▶ _SET PROBLEM_: Which lines of the records contain the word "control"? Identify and copy each of them, treating case as significant.

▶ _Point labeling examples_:
────────
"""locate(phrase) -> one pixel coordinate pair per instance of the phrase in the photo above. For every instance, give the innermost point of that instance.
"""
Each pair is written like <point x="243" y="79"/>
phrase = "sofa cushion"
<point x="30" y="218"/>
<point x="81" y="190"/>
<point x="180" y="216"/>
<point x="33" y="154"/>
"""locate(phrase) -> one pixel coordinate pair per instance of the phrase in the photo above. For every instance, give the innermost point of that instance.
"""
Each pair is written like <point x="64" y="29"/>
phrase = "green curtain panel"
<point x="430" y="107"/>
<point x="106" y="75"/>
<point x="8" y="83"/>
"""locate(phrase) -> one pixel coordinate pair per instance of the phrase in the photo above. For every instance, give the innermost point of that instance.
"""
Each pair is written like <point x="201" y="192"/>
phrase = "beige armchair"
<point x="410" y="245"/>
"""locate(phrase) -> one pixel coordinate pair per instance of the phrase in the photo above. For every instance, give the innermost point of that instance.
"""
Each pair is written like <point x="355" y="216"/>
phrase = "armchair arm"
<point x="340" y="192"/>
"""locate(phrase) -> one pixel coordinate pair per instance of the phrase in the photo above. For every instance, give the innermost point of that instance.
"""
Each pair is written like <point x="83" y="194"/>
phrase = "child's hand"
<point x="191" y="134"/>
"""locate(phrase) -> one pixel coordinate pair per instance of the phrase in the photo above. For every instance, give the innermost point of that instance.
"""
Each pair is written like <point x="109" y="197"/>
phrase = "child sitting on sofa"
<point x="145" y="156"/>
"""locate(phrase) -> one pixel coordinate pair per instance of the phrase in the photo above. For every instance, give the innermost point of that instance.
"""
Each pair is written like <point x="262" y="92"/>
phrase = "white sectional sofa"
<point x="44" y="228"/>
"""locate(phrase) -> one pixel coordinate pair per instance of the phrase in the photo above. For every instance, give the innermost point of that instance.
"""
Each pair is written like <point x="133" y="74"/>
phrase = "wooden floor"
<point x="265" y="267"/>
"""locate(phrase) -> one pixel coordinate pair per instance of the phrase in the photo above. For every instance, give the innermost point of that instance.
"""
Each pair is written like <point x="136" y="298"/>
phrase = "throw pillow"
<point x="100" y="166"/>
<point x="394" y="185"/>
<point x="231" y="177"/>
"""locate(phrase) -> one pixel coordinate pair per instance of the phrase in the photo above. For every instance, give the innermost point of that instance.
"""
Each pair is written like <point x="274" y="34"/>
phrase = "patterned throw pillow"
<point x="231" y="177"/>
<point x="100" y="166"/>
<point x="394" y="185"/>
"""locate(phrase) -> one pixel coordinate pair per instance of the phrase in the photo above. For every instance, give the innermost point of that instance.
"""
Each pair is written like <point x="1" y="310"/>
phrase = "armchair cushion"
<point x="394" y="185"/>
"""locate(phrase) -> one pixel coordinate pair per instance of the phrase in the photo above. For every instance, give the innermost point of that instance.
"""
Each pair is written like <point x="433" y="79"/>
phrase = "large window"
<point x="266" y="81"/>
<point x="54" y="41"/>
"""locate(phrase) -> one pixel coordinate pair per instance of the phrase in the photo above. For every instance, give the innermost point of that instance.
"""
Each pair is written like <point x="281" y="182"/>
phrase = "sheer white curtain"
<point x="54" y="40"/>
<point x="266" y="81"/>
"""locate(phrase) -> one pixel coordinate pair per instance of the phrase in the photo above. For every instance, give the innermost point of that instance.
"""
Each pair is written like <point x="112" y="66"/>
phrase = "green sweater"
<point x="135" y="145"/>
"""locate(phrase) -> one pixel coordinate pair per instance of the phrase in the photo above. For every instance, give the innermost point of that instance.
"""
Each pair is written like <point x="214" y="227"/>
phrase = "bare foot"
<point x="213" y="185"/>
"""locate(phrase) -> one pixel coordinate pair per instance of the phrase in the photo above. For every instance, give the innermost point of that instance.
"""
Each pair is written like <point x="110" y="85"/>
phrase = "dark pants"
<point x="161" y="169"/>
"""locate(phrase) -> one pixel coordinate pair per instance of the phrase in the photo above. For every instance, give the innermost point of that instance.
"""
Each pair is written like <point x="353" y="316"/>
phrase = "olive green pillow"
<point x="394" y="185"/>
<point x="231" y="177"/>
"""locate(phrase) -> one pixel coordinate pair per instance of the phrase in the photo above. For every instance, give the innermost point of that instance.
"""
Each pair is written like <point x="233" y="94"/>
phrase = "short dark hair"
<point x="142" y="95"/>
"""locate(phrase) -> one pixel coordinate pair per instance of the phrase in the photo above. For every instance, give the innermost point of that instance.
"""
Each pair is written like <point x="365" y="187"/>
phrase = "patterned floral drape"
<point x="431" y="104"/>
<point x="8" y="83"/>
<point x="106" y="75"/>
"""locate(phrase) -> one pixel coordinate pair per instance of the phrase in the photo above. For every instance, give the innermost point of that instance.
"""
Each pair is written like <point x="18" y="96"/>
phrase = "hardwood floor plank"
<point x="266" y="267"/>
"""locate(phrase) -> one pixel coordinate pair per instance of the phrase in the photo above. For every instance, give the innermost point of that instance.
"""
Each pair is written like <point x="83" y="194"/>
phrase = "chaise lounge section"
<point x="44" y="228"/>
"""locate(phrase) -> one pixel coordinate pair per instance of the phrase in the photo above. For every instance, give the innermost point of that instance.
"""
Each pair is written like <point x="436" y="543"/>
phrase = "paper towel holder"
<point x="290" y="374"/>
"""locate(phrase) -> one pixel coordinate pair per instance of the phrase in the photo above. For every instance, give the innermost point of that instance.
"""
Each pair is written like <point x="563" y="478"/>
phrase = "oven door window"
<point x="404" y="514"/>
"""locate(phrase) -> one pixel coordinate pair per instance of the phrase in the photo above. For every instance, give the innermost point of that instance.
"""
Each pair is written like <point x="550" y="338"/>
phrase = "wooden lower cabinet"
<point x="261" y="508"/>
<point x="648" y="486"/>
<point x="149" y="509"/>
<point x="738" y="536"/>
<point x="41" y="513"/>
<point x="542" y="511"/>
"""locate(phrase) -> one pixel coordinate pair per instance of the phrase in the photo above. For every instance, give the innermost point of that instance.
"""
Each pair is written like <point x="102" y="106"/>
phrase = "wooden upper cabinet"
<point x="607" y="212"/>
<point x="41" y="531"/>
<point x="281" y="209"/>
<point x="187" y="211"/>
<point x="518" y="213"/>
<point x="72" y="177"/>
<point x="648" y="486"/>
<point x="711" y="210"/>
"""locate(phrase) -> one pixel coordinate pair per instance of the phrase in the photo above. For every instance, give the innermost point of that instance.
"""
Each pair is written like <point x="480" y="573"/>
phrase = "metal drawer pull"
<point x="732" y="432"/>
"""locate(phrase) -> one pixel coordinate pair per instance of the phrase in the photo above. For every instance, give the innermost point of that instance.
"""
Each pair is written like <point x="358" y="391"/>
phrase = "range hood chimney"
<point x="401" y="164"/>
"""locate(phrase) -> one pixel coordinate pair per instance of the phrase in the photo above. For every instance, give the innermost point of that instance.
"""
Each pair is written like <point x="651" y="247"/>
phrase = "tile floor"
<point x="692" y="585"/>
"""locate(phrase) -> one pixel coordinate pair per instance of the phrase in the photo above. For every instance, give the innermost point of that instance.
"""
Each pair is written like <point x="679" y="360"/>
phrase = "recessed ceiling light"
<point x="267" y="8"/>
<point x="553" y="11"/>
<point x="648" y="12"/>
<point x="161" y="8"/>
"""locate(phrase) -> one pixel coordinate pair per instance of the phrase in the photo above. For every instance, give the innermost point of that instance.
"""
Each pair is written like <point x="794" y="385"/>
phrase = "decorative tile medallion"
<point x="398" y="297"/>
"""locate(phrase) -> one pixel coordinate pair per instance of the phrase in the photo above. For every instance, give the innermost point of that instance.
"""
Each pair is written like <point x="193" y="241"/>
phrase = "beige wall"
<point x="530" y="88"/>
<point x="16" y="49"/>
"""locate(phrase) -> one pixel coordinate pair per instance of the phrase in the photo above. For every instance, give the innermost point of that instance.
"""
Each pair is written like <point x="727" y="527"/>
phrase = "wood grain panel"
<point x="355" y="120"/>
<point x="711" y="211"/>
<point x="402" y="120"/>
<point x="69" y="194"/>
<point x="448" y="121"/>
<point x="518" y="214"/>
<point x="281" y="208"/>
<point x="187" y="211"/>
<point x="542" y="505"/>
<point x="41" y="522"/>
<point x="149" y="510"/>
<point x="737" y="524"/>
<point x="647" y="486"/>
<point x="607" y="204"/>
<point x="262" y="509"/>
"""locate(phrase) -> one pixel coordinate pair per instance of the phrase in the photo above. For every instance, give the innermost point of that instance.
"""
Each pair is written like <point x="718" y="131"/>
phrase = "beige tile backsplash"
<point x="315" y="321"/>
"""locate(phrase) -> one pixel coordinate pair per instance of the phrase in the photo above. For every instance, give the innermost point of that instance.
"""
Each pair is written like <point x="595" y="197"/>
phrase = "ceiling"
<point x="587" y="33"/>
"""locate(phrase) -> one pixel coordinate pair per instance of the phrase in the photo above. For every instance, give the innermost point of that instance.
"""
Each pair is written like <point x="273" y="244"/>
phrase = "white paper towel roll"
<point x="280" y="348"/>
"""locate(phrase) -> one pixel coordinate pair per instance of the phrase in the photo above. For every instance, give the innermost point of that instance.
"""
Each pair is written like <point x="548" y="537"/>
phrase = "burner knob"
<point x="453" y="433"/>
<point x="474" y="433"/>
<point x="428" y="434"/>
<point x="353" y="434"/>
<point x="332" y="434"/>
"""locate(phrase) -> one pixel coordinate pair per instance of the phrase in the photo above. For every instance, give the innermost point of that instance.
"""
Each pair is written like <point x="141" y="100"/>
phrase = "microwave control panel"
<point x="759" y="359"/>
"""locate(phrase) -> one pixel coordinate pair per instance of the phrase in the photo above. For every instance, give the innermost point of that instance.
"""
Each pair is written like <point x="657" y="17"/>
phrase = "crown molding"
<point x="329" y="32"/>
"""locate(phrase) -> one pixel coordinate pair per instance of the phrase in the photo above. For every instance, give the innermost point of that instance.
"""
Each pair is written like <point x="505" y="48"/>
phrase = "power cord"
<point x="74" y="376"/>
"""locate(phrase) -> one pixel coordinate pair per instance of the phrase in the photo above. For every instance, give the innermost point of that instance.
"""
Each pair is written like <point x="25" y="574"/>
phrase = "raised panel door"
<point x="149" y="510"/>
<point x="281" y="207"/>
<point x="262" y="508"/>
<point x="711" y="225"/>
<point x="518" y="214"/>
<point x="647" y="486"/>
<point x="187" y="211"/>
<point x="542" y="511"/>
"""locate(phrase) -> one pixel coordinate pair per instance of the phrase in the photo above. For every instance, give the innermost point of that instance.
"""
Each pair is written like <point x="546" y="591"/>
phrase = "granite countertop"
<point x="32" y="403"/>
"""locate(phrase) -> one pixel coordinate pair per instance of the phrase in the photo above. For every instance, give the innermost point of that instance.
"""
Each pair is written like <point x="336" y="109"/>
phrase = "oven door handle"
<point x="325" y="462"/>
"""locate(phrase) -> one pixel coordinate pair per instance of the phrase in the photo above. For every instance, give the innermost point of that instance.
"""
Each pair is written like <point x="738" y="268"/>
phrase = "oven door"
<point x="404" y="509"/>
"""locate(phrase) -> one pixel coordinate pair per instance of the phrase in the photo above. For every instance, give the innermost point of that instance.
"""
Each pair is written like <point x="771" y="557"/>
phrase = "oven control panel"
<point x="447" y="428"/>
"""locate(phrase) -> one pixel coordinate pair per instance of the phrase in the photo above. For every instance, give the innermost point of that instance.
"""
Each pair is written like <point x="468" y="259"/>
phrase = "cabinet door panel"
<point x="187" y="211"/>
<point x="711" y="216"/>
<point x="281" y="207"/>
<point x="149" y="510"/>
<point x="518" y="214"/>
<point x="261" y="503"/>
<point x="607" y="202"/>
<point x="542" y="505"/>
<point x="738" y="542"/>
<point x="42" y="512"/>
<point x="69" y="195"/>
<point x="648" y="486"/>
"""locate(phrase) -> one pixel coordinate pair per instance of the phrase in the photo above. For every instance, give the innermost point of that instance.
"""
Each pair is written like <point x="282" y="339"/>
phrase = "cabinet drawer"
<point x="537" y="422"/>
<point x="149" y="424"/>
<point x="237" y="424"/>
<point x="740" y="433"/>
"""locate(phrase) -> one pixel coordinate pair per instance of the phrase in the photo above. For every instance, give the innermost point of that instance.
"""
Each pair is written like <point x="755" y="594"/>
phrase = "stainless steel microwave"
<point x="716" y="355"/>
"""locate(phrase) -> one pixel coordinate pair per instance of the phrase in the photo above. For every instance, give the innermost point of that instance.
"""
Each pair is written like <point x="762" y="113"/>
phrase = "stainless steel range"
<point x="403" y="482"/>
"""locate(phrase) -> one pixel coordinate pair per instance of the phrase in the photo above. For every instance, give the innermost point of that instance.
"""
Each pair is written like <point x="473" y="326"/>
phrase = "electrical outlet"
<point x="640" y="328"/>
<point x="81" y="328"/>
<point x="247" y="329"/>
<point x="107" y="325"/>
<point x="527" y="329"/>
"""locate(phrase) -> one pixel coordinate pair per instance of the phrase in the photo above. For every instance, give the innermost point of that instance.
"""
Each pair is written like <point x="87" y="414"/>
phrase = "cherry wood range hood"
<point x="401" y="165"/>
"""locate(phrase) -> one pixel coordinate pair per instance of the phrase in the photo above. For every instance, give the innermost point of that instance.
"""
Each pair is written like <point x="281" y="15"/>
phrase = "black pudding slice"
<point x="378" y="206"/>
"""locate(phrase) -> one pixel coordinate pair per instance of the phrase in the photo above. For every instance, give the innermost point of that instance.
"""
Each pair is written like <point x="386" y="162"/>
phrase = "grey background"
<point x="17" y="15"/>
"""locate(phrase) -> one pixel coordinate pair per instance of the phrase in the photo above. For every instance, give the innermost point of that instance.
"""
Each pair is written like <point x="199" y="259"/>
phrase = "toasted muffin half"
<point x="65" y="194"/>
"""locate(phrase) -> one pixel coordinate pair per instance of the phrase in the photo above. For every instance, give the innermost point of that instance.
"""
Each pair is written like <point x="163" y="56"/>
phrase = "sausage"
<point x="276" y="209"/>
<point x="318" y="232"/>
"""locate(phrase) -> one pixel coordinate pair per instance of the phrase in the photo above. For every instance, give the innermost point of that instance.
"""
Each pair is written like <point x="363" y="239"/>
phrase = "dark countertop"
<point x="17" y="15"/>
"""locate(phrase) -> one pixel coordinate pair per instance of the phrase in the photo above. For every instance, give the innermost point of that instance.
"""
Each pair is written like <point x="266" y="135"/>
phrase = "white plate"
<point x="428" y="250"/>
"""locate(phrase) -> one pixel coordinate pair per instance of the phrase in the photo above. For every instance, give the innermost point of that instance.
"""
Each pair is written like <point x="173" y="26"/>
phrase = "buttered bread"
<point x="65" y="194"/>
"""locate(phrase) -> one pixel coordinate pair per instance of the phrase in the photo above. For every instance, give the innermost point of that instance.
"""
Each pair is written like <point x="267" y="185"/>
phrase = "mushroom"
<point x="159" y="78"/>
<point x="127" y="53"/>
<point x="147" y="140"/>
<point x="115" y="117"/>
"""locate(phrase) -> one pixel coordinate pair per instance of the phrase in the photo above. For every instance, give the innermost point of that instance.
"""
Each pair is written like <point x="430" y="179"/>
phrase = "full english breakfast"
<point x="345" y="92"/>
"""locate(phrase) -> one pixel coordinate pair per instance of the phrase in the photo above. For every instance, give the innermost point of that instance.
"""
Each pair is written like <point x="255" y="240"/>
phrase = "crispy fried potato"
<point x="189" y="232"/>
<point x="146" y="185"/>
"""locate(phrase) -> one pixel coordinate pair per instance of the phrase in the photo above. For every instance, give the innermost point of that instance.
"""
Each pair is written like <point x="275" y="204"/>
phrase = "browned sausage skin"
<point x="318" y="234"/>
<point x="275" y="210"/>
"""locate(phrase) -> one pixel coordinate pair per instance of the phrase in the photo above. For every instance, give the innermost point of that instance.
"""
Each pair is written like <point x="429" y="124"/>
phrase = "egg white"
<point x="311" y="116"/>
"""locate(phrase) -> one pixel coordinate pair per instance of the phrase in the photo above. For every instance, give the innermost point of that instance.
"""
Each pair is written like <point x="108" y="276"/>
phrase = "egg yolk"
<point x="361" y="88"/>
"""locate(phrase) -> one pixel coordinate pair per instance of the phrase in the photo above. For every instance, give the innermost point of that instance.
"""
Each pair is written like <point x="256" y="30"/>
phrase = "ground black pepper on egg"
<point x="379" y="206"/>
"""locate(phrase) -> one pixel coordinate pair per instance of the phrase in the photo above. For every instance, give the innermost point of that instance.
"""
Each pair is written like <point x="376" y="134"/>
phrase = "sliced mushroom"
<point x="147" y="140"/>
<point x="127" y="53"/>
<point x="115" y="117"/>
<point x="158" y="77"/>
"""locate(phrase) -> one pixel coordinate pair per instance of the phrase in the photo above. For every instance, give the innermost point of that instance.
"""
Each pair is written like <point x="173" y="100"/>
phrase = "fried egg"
────────
▶ _FINISHED ANSWER_:
phrase = "microwave control panel"
phrase = "oven control panel"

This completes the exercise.